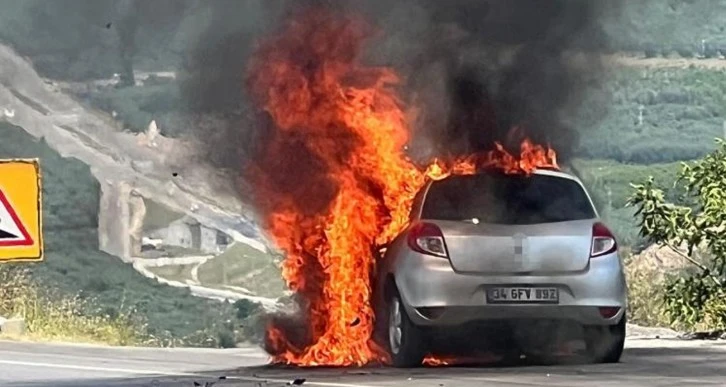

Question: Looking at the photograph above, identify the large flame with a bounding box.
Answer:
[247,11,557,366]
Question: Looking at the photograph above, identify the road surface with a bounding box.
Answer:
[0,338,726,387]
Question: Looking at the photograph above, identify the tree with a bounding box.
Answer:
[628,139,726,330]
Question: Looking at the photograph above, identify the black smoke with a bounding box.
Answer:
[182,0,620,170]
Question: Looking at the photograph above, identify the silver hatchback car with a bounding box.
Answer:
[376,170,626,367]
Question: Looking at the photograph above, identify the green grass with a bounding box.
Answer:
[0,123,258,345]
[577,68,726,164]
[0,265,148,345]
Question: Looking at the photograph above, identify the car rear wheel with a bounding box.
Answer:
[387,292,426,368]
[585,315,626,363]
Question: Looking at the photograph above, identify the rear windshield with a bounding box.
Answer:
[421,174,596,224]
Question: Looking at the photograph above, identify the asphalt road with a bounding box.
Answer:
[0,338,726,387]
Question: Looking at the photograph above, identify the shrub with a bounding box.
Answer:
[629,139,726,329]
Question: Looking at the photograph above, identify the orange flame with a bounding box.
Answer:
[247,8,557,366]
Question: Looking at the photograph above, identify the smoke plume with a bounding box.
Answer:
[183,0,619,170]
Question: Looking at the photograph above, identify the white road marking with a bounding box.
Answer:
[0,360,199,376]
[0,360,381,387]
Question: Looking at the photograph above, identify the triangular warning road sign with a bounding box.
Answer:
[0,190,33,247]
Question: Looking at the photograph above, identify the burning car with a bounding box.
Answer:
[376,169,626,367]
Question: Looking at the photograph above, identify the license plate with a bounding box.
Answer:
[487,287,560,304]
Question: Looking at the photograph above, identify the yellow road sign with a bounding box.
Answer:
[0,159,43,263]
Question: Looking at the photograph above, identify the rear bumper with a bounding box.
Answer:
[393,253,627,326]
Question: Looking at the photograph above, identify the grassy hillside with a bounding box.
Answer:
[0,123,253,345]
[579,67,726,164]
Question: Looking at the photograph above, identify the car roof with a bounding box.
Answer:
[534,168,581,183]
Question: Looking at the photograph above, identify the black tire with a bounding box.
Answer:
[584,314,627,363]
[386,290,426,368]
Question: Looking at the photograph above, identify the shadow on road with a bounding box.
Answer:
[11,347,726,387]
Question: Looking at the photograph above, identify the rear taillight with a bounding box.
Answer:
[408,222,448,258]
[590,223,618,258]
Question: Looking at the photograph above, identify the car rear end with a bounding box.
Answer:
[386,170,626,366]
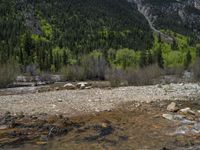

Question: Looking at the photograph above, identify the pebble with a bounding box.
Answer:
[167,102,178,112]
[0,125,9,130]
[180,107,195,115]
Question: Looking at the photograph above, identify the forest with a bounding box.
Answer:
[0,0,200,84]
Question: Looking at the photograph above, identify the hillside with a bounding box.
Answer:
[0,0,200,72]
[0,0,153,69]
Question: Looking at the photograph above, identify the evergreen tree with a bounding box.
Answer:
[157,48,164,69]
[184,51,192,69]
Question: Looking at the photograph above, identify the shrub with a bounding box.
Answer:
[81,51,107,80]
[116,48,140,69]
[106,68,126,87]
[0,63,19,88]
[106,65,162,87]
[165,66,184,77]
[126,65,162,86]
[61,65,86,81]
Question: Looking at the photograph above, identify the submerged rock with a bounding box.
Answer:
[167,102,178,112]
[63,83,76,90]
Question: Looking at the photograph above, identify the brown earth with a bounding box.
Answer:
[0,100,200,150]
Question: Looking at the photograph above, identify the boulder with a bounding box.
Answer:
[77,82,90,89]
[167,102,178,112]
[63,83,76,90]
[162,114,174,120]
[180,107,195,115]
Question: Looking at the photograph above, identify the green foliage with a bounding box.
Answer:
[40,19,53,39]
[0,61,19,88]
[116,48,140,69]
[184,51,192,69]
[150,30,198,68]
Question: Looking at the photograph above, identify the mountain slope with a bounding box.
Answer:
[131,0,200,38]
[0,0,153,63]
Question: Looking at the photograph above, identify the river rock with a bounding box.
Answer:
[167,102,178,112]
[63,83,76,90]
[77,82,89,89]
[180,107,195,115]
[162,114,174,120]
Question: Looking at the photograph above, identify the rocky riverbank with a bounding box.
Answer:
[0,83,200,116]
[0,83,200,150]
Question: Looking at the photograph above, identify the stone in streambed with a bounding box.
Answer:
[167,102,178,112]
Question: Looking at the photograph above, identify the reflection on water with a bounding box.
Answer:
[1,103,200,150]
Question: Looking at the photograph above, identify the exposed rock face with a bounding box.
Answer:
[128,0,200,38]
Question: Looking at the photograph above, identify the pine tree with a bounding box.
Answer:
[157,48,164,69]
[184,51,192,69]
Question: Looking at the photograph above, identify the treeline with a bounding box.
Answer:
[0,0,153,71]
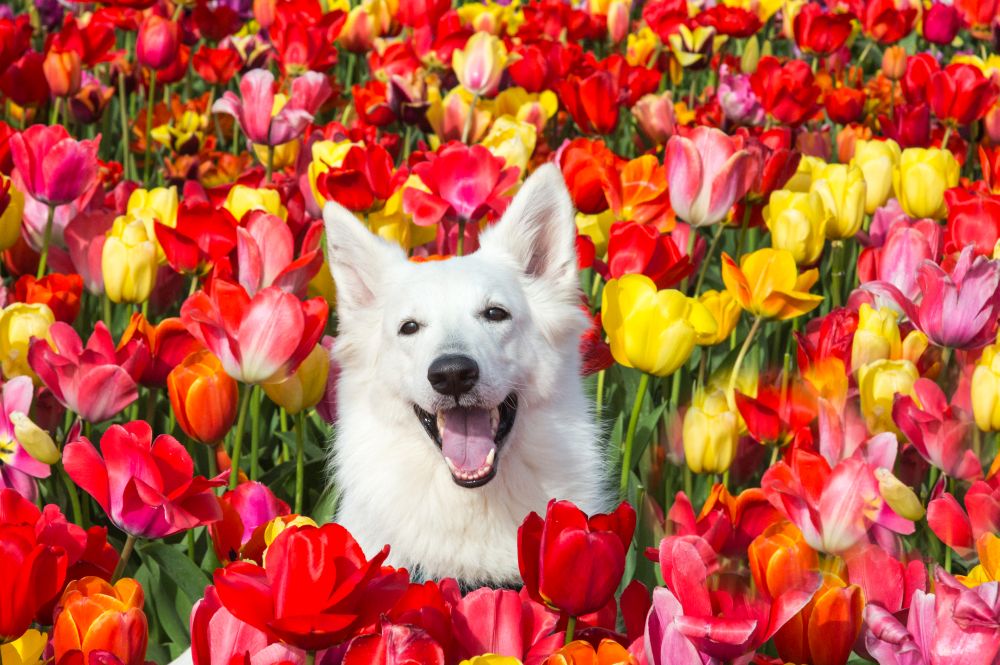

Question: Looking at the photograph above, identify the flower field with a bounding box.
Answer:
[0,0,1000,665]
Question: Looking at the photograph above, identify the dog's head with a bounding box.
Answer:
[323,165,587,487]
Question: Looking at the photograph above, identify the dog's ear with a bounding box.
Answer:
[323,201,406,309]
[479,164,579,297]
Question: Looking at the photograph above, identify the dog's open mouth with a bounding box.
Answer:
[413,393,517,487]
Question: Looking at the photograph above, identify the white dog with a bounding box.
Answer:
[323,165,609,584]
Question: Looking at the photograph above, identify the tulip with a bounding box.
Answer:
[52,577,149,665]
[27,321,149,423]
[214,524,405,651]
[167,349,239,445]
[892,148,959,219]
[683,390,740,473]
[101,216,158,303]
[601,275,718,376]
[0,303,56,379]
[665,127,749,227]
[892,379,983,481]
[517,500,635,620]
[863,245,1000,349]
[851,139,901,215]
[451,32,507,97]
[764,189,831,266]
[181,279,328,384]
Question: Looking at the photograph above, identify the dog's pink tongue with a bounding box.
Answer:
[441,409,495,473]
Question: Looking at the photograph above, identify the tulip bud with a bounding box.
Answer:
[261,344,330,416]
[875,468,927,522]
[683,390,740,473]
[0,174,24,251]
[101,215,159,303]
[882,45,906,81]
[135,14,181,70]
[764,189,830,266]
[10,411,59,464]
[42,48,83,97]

==================================================

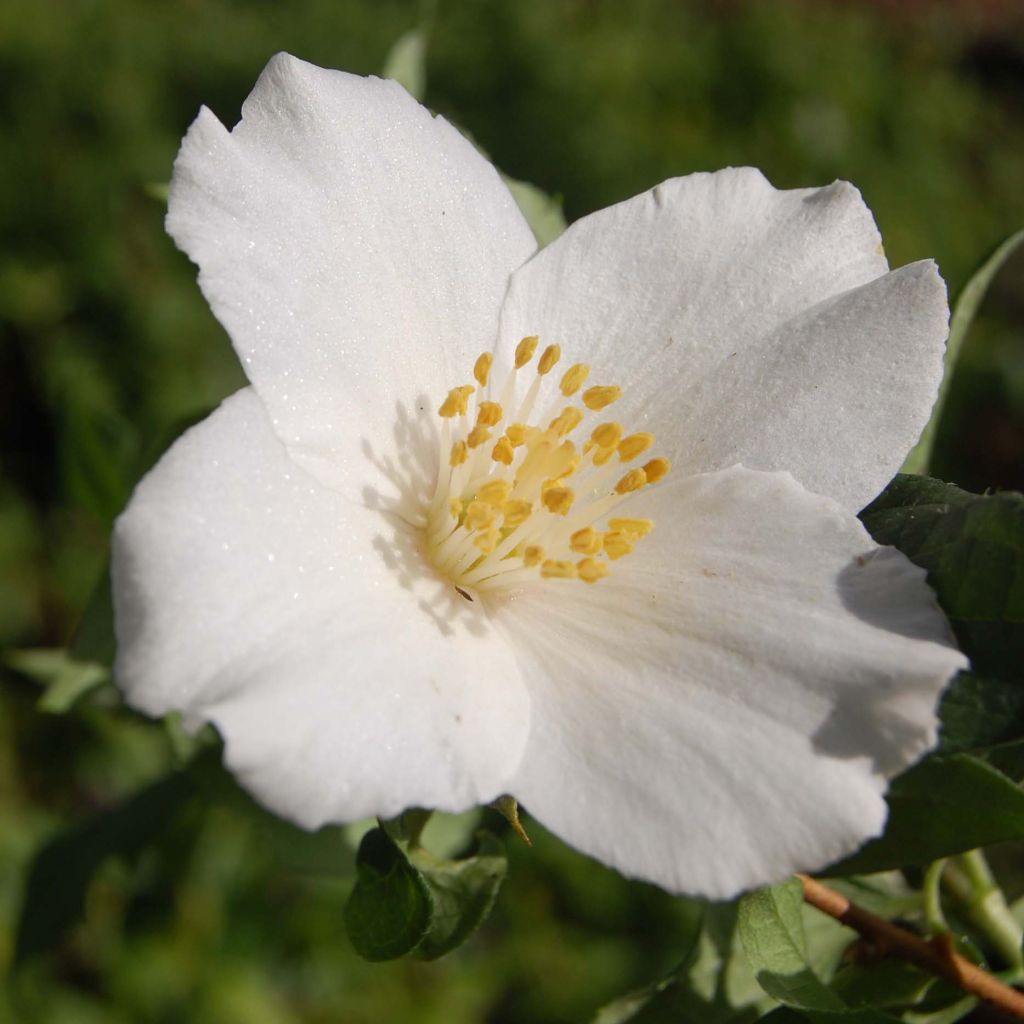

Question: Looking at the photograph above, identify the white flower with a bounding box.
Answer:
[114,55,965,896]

==================================================

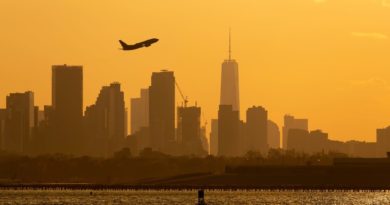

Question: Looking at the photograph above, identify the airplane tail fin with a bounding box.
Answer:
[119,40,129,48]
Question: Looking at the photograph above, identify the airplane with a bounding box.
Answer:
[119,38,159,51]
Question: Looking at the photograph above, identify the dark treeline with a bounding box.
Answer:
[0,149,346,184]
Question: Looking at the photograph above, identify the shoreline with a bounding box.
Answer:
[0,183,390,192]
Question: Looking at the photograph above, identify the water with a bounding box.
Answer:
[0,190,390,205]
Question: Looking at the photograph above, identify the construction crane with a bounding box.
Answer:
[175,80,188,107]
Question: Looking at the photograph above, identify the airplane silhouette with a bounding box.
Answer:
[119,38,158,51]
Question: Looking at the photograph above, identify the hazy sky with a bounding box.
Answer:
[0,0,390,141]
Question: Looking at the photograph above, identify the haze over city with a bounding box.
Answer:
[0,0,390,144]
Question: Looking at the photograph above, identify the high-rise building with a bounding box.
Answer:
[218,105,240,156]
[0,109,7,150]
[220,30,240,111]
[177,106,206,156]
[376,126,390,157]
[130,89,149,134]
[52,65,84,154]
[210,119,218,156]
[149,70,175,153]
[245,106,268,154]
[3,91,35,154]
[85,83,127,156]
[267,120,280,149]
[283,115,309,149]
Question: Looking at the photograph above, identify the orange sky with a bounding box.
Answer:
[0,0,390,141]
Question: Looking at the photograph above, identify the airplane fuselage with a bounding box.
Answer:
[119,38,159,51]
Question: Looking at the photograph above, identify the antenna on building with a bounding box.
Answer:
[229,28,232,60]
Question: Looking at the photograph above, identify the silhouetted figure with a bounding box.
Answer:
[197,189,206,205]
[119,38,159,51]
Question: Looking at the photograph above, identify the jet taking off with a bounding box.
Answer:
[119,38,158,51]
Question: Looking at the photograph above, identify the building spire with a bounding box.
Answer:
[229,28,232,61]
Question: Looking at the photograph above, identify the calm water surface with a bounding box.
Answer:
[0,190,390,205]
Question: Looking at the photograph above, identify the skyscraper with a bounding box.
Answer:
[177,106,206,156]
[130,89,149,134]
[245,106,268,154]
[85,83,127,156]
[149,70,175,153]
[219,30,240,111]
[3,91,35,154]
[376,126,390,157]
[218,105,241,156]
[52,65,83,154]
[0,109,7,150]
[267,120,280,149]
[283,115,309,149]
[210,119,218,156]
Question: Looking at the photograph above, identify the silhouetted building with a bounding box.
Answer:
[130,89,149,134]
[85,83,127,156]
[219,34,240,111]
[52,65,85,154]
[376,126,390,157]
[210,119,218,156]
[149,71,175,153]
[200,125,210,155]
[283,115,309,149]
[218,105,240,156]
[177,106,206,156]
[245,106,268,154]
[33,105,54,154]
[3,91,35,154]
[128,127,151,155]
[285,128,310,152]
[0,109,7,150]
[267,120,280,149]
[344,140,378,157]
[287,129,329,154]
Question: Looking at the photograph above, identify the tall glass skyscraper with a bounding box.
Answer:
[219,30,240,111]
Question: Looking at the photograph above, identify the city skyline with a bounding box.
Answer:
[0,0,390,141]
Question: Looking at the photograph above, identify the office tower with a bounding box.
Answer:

==================================================

* **INSTRUCTION**
Please copy the rows above word for word, from the line with "Question: Looking at the photograph above, identify the exposed" to the line with "[0,0,1000,665]", including both of those lines. Leave the pictures out of your copy.

* **FINAL ANSWER**
Question: Looking at the photograph above, identify the exposed rock face with a bounding box.
Answer:
[128,0,200,38]
Question: Looking at the photograph above, identify the pine tree with a bounding box.
Answer:
[157,48,164,69]
[184,51,192,69]
Question: Looking at the photograph above, identify the treeline with a bounding box.
Answer:
[0,0,153,71]

Question: Looking at the photograph above, identify the flower field with a bounding box.
Answer:
[0,0,1000,665]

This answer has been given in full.